- **What is being asked**
Rewrite the lines below, replacing every occurrence of "bush" with "shrub" and leaving everything else unchanged. Omit the pictures from your answer.

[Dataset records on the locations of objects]
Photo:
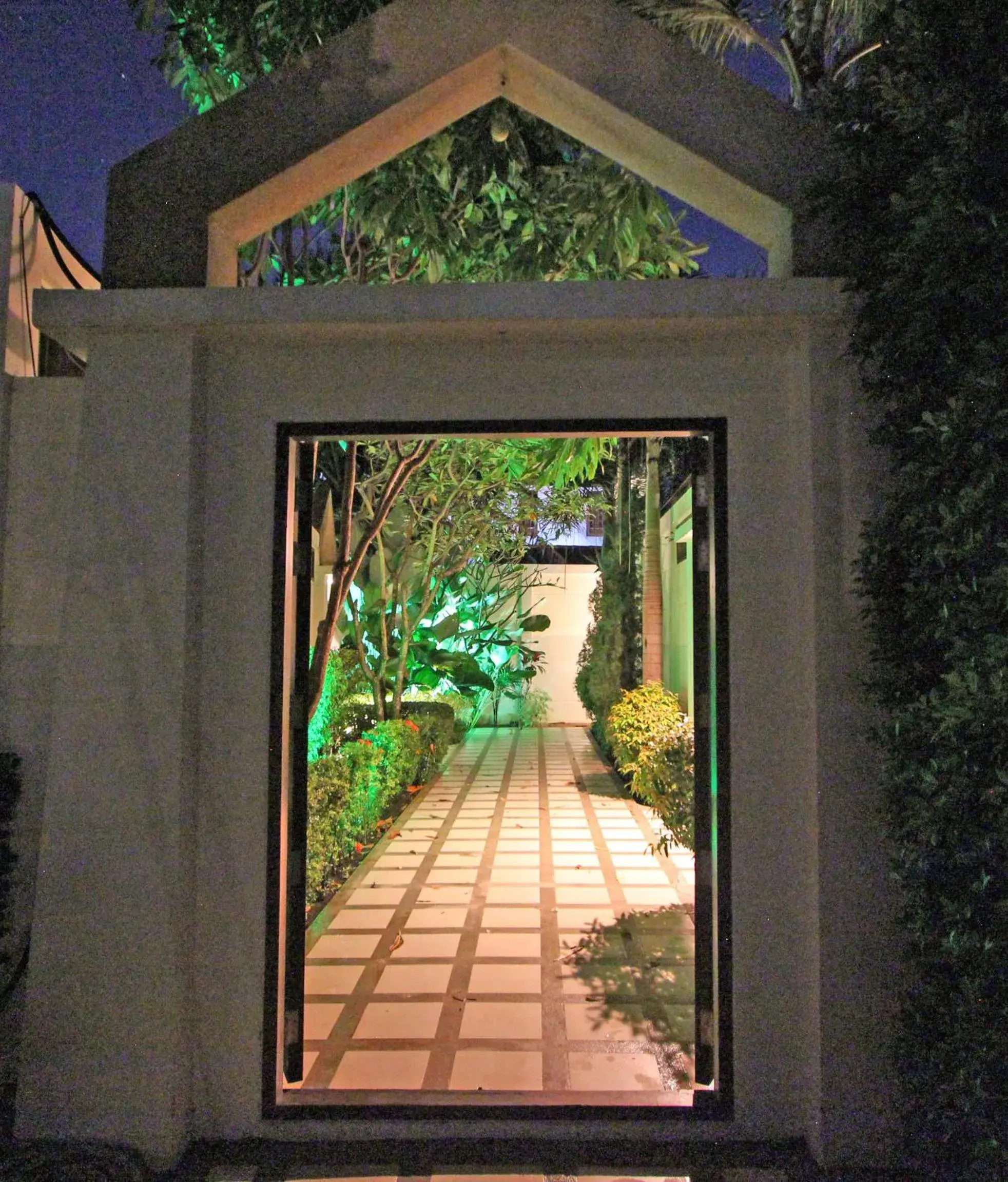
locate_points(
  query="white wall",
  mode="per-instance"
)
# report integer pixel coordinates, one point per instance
(148, 968)
(564, 598)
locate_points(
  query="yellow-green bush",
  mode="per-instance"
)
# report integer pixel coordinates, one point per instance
(651, 740)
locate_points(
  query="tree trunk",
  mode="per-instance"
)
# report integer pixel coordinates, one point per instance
(651, 574)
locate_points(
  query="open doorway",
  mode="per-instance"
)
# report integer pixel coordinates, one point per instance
(478, 903)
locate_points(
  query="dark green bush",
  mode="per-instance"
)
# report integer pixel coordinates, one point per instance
(350, 793)
(327, 724)
(919, 200)
(651, 742)
(436, 720)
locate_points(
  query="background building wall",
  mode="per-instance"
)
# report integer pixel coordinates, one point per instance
(564, 598)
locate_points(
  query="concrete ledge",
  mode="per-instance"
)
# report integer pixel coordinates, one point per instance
(75, 317)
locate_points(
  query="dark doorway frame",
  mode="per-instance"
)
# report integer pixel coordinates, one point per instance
(715, 748)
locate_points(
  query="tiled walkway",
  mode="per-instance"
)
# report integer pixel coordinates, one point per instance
(446, 964)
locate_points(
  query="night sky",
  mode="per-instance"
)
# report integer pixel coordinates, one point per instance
(79, 94)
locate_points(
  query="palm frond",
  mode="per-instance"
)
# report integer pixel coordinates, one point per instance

- **Written response**
Photo:
locate_points(
  query="white wall",
  mode="per-instance"
)
# report integer pixel coordinates, one point per instance
(148, 968)
(564, 598)
locate_points(
  query="yellow-green shrub",
  mode="per-instance"
)
# report integer pixel coordinates, one point per instance
(651, 740)
locate_points(
  query="tree trunk",
  mode="per-instance"
)
# report integer pixel coordinates, one point per instance
(651, 574)
locate_points(
  query="open doorway",
  mode="per-instance"
)
# report integer pixel coordinates, one point per instance
(478, 903)
locate_points(
  query="dark green shrub",
  mode="per-instance"
)
# report integer pixel coordinates, one point per instance
(350, 793)
(327, 724)
(919, 200)
(651, 742)
(436, 720)
locate_points(
  query="background building wall",
  mode="per-instance"
)
# report integer pixel coordinates, one point per instance
(564, 598)
locate_points(
  query="concrete ledge",
  mode="per-instance"
)
# report integer pixel coordinates, one point per instance
(75, 317)
locate_points(
  query="dark doorway frame",
  mode="per-instance"
)
# report integer pixel coordinates, one point per instance
(715, 748)
locate_points(
  query="tiled walkway",
  mode="per-instance"
)
# report integer pixel coordinates, one point per instance
(446, 964)
locate_points(
  query="night sky",
  mode="per-instance"
)
# report integer pixel coordinates, one point per instance
(79, 94)
locate_points(
  query="palm frond",
  mode="per-instance"
)
# report integer pixel coordinates, one point per instance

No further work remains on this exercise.